**Exercise set**
A – Answer these questions using the Madeline passage, one answer per line, marked to match:
(i) What do they remove from Madeline?
(ii) What has replaced the narrator's scar?
(iii) What job did the narrator hold when the pain hit?
B – Reproduce the Madeline passage's text between "That is... until" and "starting to panic.", inclusive.
C – Decide whether each statement agrees with the Madeline passage. Answer yes or no, and quote the words from the passage that decide it:
(i) The narrator has had her appendix out.
(ii) Tizzy says his wiggly toes make his appendix sore.
(iii) The narrator was twenty when she felt the signs of her appendix rupturing.

**Document text**
———

It all starts out innocently enough.
We’re reading ‘bout Madeline.
Who’s having a grand ole’ time.
That is... until we get to the apex,
and they up and remove her appendix!
“What’s an appendix Mama?”
“Oh, it’s a part of the body that’s not really necessary. Every once and a while it gets blocked and has to come out. I had mine out. Daddy’s had his out. It’s not a big deal, and it doesn’t happen to everyone”
“I don’t want my appendix out! I want it IN! I’m too SHORT to take out my appendix... Agh...Aghh!!
Tiz’ is starting to panic.
“Like I said, it doesn’t happen to everyone. It’s not really something to worry about.”
“No fix my ‘pen-nix!” Zip chants
“You see these wiggly toes mama?”
Tizzy’s calm once again and he’s looking down at his feet. “These wiggly toes make my appendix SORE!”
“Then I suggest you don’t wiggle them.”
I decide that it’s time to prevail.
So resume with the telling of tale.
Sadly, we hardly get very far,
when she up and announces her scar!
O.K... So, I’m no Ludwig Bemelmans. What I’m trying to say here is that it’s hard to make much headway in this book!
“A scarf Mama? Where’s her scarf?”
“A scar honey. It’s the mark that’s left on your body when they take out your appendix. See, I have...”
I lift up my shirt, but can’t find mine. It’s been replaced by stretch marks.
“Well, anyway, it would be right about here.”
“Mama, my scarf holds my belly button on!” Exclaims Tizzy, making his belly expand and contract.
Zip is thrusting his pelvis and growling, “ERR - EEE - ERR - EEE! No Touch My Scarf!”
If they only knew that it’s not the appendix or the scarf they need to worry about, it’s their mother.
Well, maybe not their mother. My mother.
I was nineteen when I felt the tale-tell signs of my appendix rupturing. I was a nanny at the time and was with the kids when the pain hit. Kind of like a minor birthing contraction, but with no relief. It seemed to be on my right side, but it was hard to tell.
“I think I need to go to the hospital,” I told the kids father, when he arrived home.
“Are you pregnant?” He asks.
Before I knew it, I was waking up to a room full of flowers, my friends, and my mother.

———

**Data**

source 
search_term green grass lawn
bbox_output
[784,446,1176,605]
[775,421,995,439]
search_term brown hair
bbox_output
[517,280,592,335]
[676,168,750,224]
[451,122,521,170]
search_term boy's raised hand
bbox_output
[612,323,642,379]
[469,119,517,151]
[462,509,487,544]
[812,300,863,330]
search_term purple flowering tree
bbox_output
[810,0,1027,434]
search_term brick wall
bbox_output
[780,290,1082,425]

———

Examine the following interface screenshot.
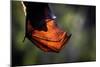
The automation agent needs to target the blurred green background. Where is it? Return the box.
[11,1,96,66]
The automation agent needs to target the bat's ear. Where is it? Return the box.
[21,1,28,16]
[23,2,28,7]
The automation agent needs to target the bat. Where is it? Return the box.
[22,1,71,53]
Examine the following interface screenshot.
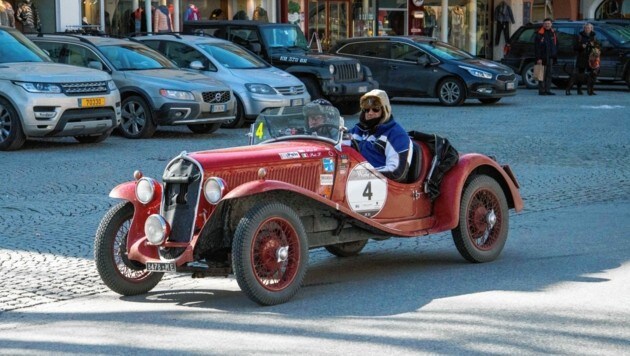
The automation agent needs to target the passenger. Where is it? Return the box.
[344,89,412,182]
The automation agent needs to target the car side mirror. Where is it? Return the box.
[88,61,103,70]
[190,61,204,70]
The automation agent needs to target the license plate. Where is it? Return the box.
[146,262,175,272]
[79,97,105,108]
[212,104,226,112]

———

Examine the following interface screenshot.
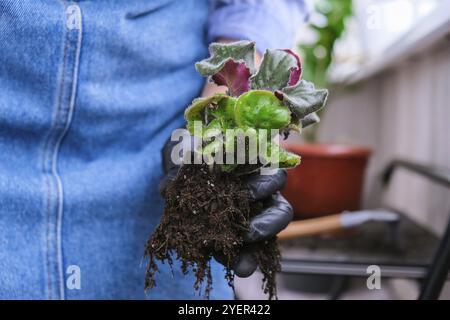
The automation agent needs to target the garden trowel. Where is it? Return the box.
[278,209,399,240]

———

**Outputs by task**
A –
(i) Her appendix
(ii) Stretch marks
(iii) Nanny

B –
That is... until we get to the apex,
and they up and remove her appendix!
“What’s an appendix Mama?”
“Oh, it’s a part of the body that’s not really necessary. Every once and a while it gets blocked and has to come out. I had mine out. Daddy’s had his out. It’s not a big deal, and it doesn’t happen to everyone”
“I don’t want my appendix out! I want it IN! I’m too SHORT to take out my appendix... Agh...Aghh!!
Tiz’ is starting to panic.

C –
(i) Yes: "I had mine out."
(ii) Yes: "These wiggly toes make my appendix SORE!"
(iii) No: "I was nineteen when I felt the tale-tell signs of my appendix rupturing."